*Objective*. Copy out the listing below with every "a pin per instance" switched to "one marker per instance", leaving everything else as it is.

*Data to process*.
━━━━━━

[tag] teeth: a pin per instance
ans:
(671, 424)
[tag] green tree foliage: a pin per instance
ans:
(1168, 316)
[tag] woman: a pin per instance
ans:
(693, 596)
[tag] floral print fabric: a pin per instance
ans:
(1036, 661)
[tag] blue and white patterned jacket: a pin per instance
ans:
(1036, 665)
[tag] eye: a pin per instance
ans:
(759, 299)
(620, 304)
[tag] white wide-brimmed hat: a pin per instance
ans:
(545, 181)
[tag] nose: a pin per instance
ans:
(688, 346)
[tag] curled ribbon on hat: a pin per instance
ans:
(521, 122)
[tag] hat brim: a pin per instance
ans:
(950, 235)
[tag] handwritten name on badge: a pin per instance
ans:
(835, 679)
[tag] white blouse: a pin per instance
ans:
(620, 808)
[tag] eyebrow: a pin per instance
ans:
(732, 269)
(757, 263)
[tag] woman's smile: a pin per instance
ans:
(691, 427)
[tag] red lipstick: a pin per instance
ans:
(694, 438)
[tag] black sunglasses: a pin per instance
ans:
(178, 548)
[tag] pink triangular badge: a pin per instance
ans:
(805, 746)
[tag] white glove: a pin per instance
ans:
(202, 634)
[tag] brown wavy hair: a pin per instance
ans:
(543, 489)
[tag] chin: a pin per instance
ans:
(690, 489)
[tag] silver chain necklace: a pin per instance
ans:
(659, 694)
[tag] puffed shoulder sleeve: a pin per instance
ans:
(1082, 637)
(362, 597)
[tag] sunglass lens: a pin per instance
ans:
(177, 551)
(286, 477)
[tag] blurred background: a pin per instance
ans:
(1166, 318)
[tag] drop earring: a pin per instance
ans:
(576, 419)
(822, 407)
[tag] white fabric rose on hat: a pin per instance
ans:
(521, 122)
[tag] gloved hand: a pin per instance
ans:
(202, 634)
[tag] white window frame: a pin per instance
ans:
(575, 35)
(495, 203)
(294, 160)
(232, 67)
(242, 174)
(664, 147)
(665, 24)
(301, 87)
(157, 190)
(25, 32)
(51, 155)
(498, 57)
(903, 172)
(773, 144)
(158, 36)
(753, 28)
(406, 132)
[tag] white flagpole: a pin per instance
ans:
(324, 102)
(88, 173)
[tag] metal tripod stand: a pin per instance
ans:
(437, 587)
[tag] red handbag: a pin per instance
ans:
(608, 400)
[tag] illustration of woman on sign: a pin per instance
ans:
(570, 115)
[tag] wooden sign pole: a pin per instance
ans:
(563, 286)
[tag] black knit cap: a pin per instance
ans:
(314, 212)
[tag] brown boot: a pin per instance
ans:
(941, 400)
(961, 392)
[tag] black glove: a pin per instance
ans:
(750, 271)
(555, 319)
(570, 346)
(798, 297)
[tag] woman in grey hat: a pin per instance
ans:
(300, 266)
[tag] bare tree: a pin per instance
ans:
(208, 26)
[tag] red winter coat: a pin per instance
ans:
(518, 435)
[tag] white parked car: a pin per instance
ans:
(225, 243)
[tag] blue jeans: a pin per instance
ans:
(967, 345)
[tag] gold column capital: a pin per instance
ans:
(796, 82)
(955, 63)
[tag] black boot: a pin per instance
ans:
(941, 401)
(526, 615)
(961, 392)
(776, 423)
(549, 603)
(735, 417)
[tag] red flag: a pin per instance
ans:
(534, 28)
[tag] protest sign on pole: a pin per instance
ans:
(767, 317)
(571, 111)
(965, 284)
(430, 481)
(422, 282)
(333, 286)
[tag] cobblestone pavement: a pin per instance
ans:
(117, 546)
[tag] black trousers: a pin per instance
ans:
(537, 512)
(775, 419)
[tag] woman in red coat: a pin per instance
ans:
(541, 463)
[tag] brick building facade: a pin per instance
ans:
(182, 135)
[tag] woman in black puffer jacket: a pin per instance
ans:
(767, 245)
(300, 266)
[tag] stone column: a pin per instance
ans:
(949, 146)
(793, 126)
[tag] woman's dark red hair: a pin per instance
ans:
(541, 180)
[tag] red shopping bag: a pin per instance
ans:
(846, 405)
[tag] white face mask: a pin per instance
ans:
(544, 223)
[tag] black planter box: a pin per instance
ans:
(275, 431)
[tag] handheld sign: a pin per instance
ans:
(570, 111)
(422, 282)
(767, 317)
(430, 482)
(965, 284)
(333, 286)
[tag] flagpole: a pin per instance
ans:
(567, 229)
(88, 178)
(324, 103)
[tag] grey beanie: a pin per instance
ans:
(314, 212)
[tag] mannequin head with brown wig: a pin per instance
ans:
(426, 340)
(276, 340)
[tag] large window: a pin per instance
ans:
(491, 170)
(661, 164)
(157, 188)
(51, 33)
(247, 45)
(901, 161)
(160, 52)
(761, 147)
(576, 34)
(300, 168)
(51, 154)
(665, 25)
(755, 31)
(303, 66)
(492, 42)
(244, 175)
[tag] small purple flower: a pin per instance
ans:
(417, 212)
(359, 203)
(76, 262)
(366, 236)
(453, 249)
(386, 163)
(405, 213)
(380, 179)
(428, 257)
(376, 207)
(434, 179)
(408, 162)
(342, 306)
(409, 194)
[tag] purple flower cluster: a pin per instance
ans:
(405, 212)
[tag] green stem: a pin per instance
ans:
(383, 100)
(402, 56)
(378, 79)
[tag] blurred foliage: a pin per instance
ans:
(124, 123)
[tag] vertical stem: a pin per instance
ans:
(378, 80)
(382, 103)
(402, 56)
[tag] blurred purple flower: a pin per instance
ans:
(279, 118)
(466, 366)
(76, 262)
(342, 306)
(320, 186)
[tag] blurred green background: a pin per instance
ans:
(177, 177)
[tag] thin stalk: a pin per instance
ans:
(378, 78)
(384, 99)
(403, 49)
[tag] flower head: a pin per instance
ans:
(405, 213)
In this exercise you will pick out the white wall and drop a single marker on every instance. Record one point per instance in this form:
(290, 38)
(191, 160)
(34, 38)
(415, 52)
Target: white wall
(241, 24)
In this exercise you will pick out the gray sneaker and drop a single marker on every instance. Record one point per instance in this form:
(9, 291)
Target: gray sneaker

━━━━━━

*Final result*.
[tag] teeth: one marker per instance
ans:
(671, 424)
[tag] green tree foliage: one marker per instance
ans:
(1168, 316)
[tag] woman: one marker per instance
ans:
(693, 596)
[tag] floral print fabric: one marker per instance
ans:
(1036, 661)
[tag] blue and white patterned jacket: one marker per instance
ans:
(1036, 665)
[tag] eye: one marker per instance
ans:
(759, 299)
(620, 304)
[tag] white wide-brimmed hat: one marker per instance
ans:
(545, 181)
[tag] nose: one marker per instance
ans:
(688, 346)
[tag] curled ribbon on hat: one marker per instance
ans:
(521, 122)
[tag] hat brim: one marker per instance
ans:
(950, 235)
[tag] handwritten name on badge: one marker per instance
ans:
(835, 679)
[tag] white blouse: one marker per instance
ans:
(620, 808)
[tag] eyebrow: one marker per instance
ans:
(732, 269)
(757, 263)
[tag] woman's smile: one marker per instance
ans:
(691, 427)
[tag] red lipstick: one marker per instance
ans:
(694, 438)
[tag] black sunglasses: one marker per instance
ans:
(178, 548)
[tag] pink triangular badge: one marker per instance
ans:
(805, 746)
[tag] white glove: one marker per instance
ans:
(202, 634)
[tag] brown wavy hair: one marker per instance
ans:
(543, 489)
[tag] chin: one marker per instance
ans:
(690, 489)
[tag] silver chain necklace: one marker per instance
ans:
(659, 694)
[tag] puffed shoulder sleeve: one marker per instance
ans:
(1082, 637)
(362, 597)
[tag] sunglass lens: one marker per instance
ans:
(177, 551)
(286, 477)
[tag] blurred background: one marker per instance
ans:
(1166, 318)
[tag] drop earring: one marker per instance
ans:
(576, 419)
(822, 407)
[tag] white fabric rose on hat: one marker per instance
ans:
(521, 122)
[tag] gloved hand: one marker per instance
ans:
(202, 634)
[tag] white window frame: one marker per instance
ans:
(575, 35)
(495, 203)
(294, 160)
(232, 67)
(242, 174)
(664, 147)
(665, 24)
(301, 87)
(157, 190)
(25, 32)
(51, 155)
(498, 57)
(903, 172)
(773, 144)
(158, 36)
(753, 28)
(406, 132)
[tag] white flagpole: one marker per instance
ans:
(324, 102)
(88, 173)
[tag] metal tripod stand: one marker per instance
ans:
(437, 587)
[tag] red handbag: one marker per instance
ans:
(608, 400)
[tag] illustration of woman on sign: one marker per instance
ans:
(570, 115)
[tag] wooden sign pole: one marker per instance
ans:
(563, 286)
[tag] black knit cap: one marker per instance
ans:
(314, 212)
[tag] brown boot: one marker per instance
ans:
(941, 400)
(961, 392)
[tag] black glove: one marker per instance
ans:
(750, 271)
(555, 319)
(570, 346)
(798, 297)
[tag] woman in grey hat: one marker per instance
ans:
(300, 266)
[tag] bare tree: one marker per instance
ans:
(208, 26)
[tag] red winter coat: one marker per instance
ans:
(518, 435)
[tag] white parked car: one marker per instance
ans:
(225, 243)
[tag] blue jeans: one marker per instance
ans:
(967, 345)
[tag] gold column capital: one marker per instance
ans:
(796, 82)
(955, 63)
[tag] black boot: one marker per instance
ans:
(941, 401)
(526, 615)
(961, 392)
(776, 423)
(549, 603)
(735, 417)
[tag] red flag: one marker per instance
ans:
(534, 28)
[tag] protest sign on pole: one marker per instance
ans:
(767, 317)
(571, 111)
(965, 284)
(430, 481)
(422, 282)
(333, 286)
[tag] cobblestone pavement: one marker per instance
ans:
(117, 546)
[tag] black trousers: one marker per instance
ans:
(537, 512)
(775, 419)
[tag] woman in red coat: one marker per instance
ans:
(541, 463)
[tag] brick building facade: one marker per instance
ans:
(182, 135)
[tag] woman in black puffer jacket: one marker per instance
ans:
(767, 245)
(300, 266)
[tag] stone column: one marker per instance
ans:
(949, 146)
(793, 126)
[tag] woman's dark red hair: one marker per instance
ans:
(541, 180)
[tag] red shopping bag: one marker per instance
ans:
(846, 405)
[tag] white face mask: one marker per instance
ans:
(544, 223)
[tag] black planter box: one marker per instance
ans:
(275, 431)
[tag] handheld sign: one marker per instance
ans:
(570, 111)
(422, 282)
(767, 317)
(430, 482)
(965, 284)
(333, 286)
[tag] flagpole: one marker per instance
ans:
(567, 229)
(88, 178)
(324, 103)
[tag] grey beanie: one marker per instance
ans:
(314, 212)
[tag] mannequin head with brown wig: one marker per instance
ans:
(426, 340)
(276, 340)
[tag] large window: one marker per instance
ans:
(491, 170)
(661, 164)
(157, 188)
(51, 33)
(247, 45)
(901, 161)
(160, 52)
(761, 147)
(576, 34)
(300, 168)
(51, 154)
(665, 25)
(755, 31)
(303, 66)
(492, 42)
(244, 175)
[tag] small purple flower: one marker per instance
ans:
(417, 212)
(359, 203)
(76, 262)
(366, 236)
(453, 249)
(386, 163)
(405, 213)
(380, 179)
(428, 257)
(376, 207)
(434, 179)
(408, 162)
(342, 306)
(409, 194)
[tag] purple flower cluster: one marker per instance
ans:
(405, 212)
[tag] green stem: one marker per instance
ans:
(383, 100)
(402, 56)
(378, 79)
[tag] blurred foliage: one marker per instance
ans:
(124, 123)
[tag] vertical stem: one marker per instance
ans:
(378, 80)
(382, 103)
(402, 56)
[tag] blurred purple flower: one marker per instance
ans:
(279, 118)
(466, 366)
(76, 262)
(342, 306)
(320, 186)
[tag] blurred green background: one marker per instance
ans:
(177, 177)
[tag] thin stalk: one marker per instance
ans:
(378, 78)
(384, 99)
(403, 49)
[tag] flower head: one marker per instance
ans:
(405, 213)
In this exercise you will pick out the white wall and drop a single marker on every instance. Record one point per instance in this form:
(290, 38)
(191, 160)
(34, 38)
(415, 52)
Target: white wall
(241, 24)
In this exercise you will pick out the gray sneaker and drop a single marker on every instance. Record one point per instance in this form:
(9, 291)
Target: gray sneaker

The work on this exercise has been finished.